[start]

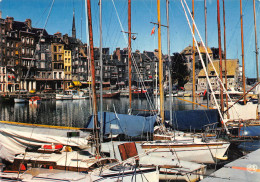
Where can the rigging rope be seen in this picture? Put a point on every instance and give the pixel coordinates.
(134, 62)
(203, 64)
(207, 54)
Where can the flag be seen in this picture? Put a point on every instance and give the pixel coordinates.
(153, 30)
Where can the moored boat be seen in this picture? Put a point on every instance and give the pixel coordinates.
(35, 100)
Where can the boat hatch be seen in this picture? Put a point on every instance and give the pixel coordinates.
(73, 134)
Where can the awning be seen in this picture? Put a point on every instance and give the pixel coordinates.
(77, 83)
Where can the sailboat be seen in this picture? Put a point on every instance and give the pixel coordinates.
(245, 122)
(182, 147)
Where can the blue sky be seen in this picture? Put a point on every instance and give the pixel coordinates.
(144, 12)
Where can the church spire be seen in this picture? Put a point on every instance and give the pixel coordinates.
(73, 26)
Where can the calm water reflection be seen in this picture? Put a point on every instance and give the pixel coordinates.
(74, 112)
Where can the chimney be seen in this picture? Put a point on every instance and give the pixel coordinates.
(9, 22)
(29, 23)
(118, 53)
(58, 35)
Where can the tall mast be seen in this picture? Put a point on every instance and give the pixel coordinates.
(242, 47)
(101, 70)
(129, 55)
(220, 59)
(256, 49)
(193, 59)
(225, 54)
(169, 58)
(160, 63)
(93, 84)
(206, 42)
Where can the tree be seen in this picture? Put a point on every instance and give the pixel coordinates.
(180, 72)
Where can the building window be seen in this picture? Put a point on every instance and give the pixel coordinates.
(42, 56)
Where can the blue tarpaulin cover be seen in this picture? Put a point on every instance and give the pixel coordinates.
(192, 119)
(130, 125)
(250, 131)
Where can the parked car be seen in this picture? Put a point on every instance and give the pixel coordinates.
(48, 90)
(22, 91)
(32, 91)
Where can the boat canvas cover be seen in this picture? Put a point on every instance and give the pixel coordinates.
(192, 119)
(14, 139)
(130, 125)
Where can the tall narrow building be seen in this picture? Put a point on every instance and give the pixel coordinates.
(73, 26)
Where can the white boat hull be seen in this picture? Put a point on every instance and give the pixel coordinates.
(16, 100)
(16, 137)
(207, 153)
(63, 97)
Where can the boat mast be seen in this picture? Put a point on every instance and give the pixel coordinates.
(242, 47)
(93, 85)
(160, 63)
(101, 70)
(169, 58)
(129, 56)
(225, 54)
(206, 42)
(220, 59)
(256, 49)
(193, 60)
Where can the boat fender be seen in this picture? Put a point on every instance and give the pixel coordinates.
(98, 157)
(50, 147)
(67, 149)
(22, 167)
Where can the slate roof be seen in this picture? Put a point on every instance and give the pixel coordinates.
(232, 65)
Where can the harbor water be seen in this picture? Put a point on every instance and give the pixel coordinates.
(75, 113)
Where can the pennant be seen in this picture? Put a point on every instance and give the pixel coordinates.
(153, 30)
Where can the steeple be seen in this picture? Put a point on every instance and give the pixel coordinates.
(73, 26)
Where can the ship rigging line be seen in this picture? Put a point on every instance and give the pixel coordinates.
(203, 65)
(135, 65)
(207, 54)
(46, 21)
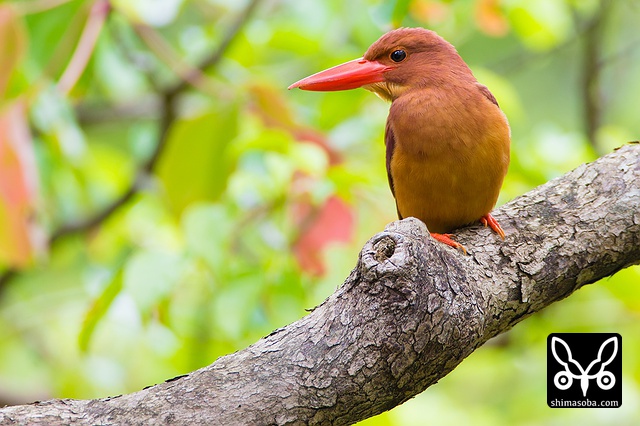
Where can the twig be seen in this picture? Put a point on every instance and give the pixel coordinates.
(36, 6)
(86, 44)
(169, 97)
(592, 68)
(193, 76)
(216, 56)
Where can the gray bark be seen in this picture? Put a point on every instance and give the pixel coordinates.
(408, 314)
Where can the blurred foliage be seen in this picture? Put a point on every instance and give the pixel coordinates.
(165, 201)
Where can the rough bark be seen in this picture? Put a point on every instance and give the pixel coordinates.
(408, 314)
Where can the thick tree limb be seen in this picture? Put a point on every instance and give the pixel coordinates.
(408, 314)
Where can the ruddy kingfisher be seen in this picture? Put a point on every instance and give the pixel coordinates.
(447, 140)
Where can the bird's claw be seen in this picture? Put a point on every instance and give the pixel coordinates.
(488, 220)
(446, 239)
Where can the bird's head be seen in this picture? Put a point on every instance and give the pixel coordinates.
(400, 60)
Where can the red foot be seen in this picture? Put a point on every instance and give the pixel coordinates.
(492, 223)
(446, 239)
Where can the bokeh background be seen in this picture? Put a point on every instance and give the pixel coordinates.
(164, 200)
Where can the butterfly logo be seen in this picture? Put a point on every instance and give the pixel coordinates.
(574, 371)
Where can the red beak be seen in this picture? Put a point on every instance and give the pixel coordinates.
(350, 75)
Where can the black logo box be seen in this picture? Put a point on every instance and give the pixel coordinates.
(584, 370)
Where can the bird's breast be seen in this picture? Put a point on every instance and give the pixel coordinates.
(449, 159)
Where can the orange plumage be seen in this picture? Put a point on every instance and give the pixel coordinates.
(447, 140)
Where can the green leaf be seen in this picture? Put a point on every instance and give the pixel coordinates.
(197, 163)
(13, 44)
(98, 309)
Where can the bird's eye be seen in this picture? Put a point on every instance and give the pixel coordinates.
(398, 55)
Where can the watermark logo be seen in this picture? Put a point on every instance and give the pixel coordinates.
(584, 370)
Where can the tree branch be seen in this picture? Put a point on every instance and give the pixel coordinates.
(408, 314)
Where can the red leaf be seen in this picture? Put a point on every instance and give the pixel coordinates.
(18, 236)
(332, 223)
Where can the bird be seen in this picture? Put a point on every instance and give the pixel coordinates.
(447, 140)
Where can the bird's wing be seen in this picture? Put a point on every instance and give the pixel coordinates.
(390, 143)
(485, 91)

[end]
[start]

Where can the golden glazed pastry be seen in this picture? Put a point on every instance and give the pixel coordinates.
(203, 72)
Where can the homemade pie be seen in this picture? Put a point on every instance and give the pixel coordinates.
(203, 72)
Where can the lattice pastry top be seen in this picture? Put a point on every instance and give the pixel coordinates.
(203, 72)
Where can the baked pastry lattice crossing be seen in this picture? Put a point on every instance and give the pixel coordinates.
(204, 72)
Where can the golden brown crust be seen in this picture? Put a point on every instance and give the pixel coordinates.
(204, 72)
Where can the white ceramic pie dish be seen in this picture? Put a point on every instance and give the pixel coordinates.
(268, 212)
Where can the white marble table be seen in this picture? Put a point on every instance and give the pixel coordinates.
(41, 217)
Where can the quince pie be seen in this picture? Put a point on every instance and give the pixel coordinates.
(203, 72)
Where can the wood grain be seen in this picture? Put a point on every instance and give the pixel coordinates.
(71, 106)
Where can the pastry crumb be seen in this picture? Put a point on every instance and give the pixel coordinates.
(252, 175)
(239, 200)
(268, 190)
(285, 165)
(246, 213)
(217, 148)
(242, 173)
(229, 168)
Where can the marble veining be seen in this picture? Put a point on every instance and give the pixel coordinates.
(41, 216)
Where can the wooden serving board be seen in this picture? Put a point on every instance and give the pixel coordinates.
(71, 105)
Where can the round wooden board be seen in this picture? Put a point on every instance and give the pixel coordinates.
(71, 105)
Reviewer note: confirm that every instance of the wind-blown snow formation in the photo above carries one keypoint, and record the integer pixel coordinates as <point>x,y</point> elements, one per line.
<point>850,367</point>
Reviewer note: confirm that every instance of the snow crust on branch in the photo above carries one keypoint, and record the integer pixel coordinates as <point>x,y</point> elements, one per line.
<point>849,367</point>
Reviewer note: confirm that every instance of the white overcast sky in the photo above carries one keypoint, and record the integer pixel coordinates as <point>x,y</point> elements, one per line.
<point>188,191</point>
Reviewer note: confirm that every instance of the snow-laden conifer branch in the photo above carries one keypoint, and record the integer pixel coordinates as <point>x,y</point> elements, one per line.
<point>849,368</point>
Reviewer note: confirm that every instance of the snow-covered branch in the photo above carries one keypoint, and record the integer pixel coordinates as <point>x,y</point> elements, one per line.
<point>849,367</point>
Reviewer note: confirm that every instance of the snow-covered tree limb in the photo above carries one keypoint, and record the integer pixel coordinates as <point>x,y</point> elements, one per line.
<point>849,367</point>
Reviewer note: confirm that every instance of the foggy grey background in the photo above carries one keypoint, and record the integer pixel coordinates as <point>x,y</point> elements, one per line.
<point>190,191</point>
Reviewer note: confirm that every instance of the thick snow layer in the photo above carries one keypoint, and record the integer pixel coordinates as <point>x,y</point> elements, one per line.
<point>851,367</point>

[end]

▶ **TO DO**: How many lines of the records above contain the string "covered"? Reply with only the number.

▶ **THE REPLY**: 2